● **SOURCE RECORDS**
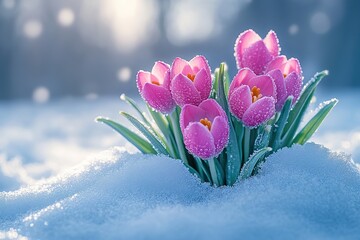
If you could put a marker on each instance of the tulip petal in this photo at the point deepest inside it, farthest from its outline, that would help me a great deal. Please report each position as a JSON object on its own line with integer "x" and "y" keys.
{"x": 199, "y": 62}
{"x": 239, "y": 101}
{"x": 293, "y": 84}
{"x": 144, "y": 77}
{"x": 190, "y": 113}
{"x": 281, "y": 92}
{"x": 292, "y": 65}
{"x": 266, "y": 85}
{"x": 184, "y": 91}
{"x": 259, "y": 112}
{"x": 220, "y": 132}
{"x": 276, "y": 63}
{"x": 256, "y": 57}
{"x": 272, "y": 43}
{"x": 158, "y": 98}
{"x": 180, "y": 66}
{"x": 241, "y": 78}
{"x": 199, "y": 141}
{"x": 212, "y": 109}
{"x": 159, "y": 70}
{"x": 245, "y": 40}
{"x": 203, "y": 84}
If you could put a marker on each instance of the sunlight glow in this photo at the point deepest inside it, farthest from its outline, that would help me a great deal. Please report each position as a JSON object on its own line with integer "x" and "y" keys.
{"x": 9, "y": 4}
{"x": 32, "y": 29}
{"x": 41, "y": 95}
{"x": 124, "y": 74}
{"x": 66, "y": 17}
{"x": 293, "y": 29}
{"x": 320, "y": 23}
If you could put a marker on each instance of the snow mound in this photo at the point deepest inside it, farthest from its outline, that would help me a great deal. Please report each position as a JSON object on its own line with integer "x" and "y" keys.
{"x": 302, "y": 192}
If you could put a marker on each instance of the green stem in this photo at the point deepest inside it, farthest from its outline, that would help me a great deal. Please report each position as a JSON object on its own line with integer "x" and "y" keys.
{"x": 247, "y": 144}
{"x": 174, "y": 120}
{"x": 213, "y": 172}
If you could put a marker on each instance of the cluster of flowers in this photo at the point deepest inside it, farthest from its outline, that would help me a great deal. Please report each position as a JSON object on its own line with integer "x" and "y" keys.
{"x": 250, "y": 116}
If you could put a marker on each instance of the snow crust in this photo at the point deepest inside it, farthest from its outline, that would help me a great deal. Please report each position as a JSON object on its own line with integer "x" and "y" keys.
{"x": 306, "y": 192}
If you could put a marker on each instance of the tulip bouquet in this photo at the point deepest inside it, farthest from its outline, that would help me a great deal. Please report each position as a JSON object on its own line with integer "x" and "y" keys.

● **YOUR TASK**
Convert the rows into a numbered list, starting at the row that contains "the snow crust" and continuing through the last row, with any blank lines omitted.

● **OUTPUT**
1. If you could put a marker on each instance of the snow crust in this photo at the point deepest inside it, farthest from its outline, that would help me a great deal. Please report each position as a JSON object on its own line with integer "x" and "y" keys.
2. {"x": 306, "y": 192}
3. If you could put a marker on each instance of the tulip bouquet in this photo at the point deepest inside it, farthest from its outline, that would help me a great deal. Please report each position as a JSON object on its own line with integer "x" and "y" keys.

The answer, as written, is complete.